What the task asks: Pull out from the material below all lines with "Annotate".

Data to process:
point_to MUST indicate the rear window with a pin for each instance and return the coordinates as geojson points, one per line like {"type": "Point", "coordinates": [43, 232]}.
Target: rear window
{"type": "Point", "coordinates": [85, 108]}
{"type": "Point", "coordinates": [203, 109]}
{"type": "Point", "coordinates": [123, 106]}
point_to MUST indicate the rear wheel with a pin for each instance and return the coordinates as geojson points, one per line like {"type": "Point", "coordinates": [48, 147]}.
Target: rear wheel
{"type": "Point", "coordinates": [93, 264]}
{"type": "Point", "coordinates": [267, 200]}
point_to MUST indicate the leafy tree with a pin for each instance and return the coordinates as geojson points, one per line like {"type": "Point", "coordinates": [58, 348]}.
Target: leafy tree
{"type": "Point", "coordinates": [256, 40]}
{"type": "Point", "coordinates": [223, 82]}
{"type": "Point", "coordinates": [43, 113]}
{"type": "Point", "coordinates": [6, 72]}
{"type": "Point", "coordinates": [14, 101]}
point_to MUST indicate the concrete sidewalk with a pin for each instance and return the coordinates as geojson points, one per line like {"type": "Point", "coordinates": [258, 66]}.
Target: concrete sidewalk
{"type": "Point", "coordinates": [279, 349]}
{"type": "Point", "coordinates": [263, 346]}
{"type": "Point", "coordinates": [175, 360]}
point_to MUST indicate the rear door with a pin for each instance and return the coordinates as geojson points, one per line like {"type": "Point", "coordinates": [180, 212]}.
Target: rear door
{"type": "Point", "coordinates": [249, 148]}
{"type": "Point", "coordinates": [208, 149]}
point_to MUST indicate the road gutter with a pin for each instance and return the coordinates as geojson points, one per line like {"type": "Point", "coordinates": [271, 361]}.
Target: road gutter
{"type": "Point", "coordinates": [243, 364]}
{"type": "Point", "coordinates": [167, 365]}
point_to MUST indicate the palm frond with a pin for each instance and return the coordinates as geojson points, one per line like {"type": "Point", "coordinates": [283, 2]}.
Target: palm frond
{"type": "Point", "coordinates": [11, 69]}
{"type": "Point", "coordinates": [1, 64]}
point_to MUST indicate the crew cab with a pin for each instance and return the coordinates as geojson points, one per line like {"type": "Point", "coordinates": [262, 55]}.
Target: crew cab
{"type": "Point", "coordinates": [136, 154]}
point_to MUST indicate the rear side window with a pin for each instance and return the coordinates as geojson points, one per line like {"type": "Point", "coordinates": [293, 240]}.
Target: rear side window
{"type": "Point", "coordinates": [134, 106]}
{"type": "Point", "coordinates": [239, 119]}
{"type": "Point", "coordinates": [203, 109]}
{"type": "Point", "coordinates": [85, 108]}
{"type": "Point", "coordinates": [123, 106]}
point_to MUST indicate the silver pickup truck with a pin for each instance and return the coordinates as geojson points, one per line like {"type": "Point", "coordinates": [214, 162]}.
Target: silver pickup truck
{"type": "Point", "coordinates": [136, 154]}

--

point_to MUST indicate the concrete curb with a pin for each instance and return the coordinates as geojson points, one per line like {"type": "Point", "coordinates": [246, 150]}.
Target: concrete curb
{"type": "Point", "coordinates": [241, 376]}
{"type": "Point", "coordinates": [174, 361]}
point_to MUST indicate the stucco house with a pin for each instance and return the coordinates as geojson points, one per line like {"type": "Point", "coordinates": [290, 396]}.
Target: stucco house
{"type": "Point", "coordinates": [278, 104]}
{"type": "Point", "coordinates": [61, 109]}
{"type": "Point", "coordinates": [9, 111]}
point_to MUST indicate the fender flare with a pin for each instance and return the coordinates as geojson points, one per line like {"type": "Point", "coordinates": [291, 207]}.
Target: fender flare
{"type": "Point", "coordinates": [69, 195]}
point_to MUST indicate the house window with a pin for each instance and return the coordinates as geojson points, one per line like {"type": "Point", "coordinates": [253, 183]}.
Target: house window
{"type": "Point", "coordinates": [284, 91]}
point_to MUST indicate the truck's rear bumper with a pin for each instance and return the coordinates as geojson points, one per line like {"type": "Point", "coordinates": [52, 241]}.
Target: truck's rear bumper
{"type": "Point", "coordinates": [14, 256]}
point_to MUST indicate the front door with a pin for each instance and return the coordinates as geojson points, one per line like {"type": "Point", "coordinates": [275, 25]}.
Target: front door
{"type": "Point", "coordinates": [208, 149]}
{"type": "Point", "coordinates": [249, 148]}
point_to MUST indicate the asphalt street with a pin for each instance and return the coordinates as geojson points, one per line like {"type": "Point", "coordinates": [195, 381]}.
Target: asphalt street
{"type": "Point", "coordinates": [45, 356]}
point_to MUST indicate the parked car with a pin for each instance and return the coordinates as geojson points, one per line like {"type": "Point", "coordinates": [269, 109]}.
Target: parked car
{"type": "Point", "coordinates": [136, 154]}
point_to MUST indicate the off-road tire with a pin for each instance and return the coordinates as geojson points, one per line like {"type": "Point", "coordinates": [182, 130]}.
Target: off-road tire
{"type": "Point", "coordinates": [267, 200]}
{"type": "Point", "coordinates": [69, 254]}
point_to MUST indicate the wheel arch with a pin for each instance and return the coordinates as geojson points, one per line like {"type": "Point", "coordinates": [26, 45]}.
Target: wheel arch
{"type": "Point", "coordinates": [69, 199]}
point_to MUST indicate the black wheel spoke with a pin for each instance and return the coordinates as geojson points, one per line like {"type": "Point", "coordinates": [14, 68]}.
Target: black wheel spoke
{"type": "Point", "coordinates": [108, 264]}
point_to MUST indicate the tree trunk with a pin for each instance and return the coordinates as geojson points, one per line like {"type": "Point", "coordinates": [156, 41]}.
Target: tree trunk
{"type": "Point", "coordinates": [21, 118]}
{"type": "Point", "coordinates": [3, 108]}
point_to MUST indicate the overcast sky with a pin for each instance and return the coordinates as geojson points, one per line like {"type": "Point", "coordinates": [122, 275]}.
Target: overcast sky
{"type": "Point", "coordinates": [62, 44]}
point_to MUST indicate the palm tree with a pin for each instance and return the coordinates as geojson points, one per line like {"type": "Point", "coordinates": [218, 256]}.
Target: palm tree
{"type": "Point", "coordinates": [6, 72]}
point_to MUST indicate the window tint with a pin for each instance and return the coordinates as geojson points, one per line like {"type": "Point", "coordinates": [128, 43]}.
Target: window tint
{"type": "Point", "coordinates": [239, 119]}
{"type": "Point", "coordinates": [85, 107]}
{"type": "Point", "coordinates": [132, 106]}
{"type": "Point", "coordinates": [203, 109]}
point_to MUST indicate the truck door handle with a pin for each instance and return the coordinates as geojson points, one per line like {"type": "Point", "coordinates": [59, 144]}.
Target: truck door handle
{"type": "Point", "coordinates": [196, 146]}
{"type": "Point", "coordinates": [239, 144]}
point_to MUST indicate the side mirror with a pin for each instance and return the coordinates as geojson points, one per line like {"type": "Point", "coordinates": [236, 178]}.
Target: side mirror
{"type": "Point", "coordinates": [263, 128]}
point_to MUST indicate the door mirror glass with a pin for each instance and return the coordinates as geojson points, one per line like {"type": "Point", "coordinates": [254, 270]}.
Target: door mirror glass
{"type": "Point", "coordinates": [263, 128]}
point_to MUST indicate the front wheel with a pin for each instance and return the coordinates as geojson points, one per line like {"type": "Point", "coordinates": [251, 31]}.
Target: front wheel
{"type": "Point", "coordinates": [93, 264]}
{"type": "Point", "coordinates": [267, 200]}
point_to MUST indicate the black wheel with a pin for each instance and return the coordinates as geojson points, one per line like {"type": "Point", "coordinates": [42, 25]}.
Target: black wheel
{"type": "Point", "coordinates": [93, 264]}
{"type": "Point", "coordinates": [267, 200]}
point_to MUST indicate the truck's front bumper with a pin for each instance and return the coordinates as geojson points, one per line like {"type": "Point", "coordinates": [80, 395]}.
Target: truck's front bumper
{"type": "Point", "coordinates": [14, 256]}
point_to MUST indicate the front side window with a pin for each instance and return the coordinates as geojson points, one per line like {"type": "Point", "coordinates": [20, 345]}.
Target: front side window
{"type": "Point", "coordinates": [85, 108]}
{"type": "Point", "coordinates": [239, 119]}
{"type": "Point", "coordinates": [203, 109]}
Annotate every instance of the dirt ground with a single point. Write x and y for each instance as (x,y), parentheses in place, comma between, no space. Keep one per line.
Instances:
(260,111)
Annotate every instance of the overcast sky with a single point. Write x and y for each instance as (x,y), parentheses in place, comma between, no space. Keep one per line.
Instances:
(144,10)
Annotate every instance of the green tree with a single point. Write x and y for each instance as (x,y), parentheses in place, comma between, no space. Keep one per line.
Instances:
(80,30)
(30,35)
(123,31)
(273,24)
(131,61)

Task result:
Annotate every instance of the dirt ground with a single point. Write x and y for each instance as (x,y), parentheses in place, comma between, no space. Keep one per line.
Annotate every instance of the overcast sky with a single point. Write x and y for each instance as (x,y), parentheses in place, comma between, no space. Keep one per line.
Annotate every instance of the green tree with a single point. Write x and y for each instance as (x,y), parentheses in place, comma between, no space. Keep one per line.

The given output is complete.